_TASK DIRECTIONS_. Summarize the article below on early school leaving in two sentences.

-- start EXTRACTED TEXT --

Time to look beyond smiles and statistics

Happy Leaving Cert students check their exam results in August. But a large number of teenagers still leave school early
Wednesday November 14 2007
In the annual calendar of Irish education there are two immovable feasts. One is the August celebration of Leaving Certificate results complete with pictures and stories of the highest achieving students.
Smiling young women and men who have achieved staggering numbers of A grades remind us 1980 school leavers that our shelf-life is limited and that the future is theirs.
The other immovable feast is the publication of data on school completion. Less pictures, more statistics, no smiles.
When I left school in 1980, I was part of the 60pc who made it to Leaving Certificate in that year.
The School Leavers' Survey published yesterday shows that were I taking the examination this year, I would be part of the 82pc who finished.
We have come a long way since 1980, and the progress made on including more students for longer in second-level schooling is something of which all of us working in Irish education should be proud.
Ours is one of the few education systems that does not offer a range of alternative types of education after compulsory schooling; in this scenario, the progress made is remarkable.
The fact that we seem to be unable, despite considerable efforts and many initiatives, to make that final push towards 90pc, or beyond, is worrying. Although, I think we should take some comfort from the fact that of those who do leave school before Leaving Certificate, around half are participating in some form of further education and training.
We know a lot about these early school leavers, about their gender and family backgrounds, about their attendance at school before they left, and about how well they did when they were there.
We know them so well we can pick them out -- just ask any post-primary teacher -- while they are still in schools and place them at the centre of a range of initiatives designed to keep them in school for as long as possible.
And we can keep doing this, and they will keep leaving school, until we make that connection between the smiling faces in August, and the statistics of November.
If education policy-makers and researchers ask young people why they leave school early, and they tell us that they leave because of school, then we may need to swivel the spotlight away from those young people and their families and shine the light elsewhere.
We could shine it straight onto the schools that they leave perhaps? On the curriculum they said they find unchallenging and disengaging? On teaching and learning that did not connect, and on corrosive relationships with peer groups?
Other research tells us that some schools are succeeding in making connections with students, through working hard at supportive relationships, and promoting student well-being and achievement. They too deserve their place in the spotlight.
We could shine such a light, but I think it would only guide us to where we now find ourselves -- initiative after initiative to provide better connections between students and the school; alternative and often imaginative and creative approaches to curriculum for those identified as 'at risk' of early school leaving, all supported and led by hard-working, committed and sometimes heroic teachers; and school leaders who believe passionately in those 'at risk' young people and their families and communities.

-- end EXTRACTED TEXT --
-- start EXTRACTED MATERIAL --

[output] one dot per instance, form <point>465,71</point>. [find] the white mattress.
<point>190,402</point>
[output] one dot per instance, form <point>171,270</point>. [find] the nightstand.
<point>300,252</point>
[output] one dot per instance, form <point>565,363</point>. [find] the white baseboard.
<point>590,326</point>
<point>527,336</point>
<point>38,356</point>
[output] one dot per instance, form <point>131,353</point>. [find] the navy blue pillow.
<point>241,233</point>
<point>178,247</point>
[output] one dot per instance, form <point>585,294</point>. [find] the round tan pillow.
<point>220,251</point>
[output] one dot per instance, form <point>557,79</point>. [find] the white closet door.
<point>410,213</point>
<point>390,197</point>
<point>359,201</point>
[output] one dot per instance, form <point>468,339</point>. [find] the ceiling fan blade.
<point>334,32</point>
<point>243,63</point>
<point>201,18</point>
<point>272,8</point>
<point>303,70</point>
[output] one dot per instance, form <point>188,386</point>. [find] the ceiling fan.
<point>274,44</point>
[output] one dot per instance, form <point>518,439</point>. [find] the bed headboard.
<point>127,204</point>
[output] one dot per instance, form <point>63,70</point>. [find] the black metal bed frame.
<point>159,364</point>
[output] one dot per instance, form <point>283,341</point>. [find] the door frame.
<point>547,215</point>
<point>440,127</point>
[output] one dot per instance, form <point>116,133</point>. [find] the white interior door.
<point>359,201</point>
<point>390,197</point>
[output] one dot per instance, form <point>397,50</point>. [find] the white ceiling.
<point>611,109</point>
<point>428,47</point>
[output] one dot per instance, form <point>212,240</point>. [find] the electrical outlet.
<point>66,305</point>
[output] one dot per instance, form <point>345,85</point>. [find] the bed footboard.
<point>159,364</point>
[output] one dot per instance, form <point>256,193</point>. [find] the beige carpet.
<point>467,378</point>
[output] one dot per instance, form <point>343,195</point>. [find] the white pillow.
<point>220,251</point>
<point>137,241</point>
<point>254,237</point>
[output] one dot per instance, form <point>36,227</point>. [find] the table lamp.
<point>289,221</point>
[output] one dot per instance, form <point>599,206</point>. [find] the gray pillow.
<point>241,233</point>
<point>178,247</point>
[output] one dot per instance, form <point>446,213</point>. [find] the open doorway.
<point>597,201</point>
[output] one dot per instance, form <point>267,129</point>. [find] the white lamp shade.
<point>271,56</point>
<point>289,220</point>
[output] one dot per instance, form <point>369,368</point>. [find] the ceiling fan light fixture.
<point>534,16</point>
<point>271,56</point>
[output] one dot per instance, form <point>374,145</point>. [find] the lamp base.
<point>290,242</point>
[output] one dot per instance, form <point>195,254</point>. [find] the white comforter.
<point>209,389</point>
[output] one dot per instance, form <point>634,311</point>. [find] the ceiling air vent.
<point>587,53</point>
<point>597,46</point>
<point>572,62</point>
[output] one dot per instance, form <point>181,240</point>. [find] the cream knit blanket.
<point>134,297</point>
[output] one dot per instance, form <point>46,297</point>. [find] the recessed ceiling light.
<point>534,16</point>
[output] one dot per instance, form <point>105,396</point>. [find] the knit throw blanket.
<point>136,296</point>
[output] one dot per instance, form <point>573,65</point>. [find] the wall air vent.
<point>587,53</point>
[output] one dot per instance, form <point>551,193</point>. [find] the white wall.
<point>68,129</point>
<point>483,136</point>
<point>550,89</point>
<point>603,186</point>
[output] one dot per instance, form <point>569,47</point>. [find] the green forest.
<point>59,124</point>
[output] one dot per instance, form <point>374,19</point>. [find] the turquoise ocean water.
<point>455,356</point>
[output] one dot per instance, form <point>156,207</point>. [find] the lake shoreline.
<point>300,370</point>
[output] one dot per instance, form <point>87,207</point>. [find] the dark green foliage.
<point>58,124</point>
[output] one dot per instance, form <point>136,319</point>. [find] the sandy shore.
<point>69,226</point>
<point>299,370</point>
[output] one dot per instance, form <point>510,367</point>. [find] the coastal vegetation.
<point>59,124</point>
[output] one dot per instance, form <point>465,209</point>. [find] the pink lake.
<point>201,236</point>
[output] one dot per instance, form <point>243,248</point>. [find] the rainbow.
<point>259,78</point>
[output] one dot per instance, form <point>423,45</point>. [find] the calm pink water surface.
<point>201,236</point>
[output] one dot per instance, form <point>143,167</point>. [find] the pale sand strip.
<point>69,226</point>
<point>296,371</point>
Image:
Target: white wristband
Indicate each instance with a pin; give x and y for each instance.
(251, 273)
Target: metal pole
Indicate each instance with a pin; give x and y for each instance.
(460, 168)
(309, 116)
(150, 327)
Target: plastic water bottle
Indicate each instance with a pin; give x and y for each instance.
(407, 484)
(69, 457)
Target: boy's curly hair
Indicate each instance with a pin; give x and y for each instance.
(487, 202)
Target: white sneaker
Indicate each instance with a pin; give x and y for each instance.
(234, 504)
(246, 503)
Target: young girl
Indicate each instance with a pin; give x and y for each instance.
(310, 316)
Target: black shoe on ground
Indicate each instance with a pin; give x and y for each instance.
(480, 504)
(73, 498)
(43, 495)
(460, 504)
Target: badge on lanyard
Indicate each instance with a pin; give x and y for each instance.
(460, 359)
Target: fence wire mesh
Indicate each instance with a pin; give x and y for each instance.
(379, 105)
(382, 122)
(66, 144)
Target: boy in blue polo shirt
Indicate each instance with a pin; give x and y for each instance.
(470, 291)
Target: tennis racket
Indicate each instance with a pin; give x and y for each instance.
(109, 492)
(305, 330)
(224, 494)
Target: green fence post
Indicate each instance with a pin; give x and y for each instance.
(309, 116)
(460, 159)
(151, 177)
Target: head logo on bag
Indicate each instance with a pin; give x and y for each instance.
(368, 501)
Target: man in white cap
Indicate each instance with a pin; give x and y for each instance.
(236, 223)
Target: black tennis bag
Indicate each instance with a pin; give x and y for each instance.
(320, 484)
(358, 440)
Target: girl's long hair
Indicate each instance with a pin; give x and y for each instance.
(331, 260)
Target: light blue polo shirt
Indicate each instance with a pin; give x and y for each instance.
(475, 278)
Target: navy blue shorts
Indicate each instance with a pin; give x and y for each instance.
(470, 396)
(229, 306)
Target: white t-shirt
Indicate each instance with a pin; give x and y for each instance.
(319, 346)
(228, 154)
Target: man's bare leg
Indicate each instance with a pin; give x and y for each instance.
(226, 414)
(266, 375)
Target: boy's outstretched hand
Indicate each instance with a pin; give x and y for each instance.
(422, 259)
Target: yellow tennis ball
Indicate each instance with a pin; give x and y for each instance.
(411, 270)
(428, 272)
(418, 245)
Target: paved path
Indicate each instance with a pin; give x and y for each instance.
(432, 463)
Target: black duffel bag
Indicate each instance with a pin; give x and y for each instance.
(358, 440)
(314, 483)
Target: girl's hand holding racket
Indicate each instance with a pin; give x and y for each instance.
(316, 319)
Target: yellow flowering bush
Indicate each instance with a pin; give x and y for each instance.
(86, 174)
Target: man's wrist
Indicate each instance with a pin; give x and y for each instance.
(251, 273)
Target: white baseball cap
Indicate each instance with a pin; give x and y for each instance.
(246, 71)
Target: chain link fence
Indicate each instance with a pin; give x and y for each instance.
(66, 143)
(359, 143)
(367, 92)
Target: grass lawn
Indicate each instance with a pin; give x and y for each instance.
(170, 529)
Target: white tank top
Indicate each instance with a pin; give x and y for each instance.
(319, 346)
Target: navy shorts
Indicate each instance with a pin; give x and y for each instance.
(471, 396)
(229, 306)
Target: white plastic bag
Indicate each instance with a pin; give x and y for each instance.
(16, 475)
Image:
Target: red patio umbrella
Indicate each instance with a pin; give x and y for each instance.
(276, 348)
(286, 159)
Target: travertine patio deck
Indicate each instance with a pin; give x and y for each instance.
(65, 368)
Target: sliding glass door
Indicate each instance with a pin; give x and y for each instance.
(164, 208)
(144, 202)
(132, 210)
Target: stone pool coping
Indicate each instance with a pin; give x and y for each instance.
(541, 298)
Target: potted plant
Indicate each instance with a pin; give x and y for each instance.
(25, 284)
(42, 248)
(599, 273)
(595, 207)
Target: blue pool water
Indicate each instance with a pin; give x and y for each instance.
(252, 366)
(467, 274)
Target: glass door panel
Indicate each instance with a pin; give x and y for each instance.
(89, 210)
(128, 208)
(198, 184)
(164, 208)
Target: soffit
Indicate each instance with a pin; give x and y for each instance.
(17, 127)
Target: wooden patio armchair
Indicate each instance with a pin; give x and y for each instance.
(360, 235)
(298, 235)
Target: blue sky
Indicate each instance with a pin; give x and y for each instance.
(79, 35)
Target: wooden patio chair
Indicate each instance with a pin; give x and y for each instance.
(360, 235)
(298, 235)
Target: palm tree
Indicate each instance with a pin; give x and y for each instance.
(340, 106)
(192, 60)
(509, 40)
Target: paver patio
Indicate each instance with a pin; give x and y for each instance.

-- end EXTRACTED MATERIAL --

_FINAL ANSWER_. The article contrasts the August celebration of Leaving Certificate results with the November statistics on school completion, noting that the share of students who finish has risen from 60 percent in 1980 to 82 percent, though Ireland seems unable to make the final push toward 90 percent. It argues that if young people say they leave because of school, the spotlight should move from them and their families to the schools, curriculum, teaching and peer relationships, while schools that succeed in connecting with students also deserve attention.